▶ [Set problem]:
Print all entries word for word.

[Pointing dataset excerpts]
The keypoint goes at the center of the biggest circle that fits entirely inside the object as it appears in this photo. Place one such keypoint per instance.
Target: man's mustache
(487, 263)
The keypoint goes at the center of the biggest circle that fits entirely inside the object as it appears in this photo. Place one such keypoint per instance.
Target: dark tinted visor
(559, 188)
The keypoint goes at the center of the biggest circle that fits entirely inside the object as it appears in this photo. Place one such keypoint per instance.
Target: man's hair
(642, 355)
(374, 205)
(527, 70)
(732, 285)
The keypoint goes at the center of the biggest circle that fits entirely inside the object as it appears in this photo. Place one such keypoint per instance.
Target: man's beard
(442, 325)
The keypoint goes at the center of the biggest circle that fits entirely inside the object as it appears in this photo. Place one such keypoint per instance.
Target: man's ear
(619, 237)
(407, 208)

▶ [Written response]:
The keypoint goes at the center of the biggest circle that fits entirely inside the object as it appears in this photo. Place one such keypoint per instance.
Target: man's mustache
(487, 263)
The keypoint goes at the center of the biggest circle that fits entirely inside the object as it appears in this photo. Place one such keypoint per instance.
Target: dark tinted visor
(559, 188)
The keypoint goes at the center of the biggest circle that fits entirely inside the object as it appears in this photo. Place one such keypoint per instance.
Target: man's hair
(642, 355)
(374, 205)
(527, 70)
(732, 285)
The keypoint goes at the center of the biggest circle that fits entirely inside the object as it appears in this photo. Place one such keypoint per instance.
Target: man's beard
(442, 325)
The keypoint goes at the center of the biggest circle that fits entirely inside the object as it appears in this photo. Place one such keypoint per instance.
Target: man's ear
(619, 237)
(407, 208)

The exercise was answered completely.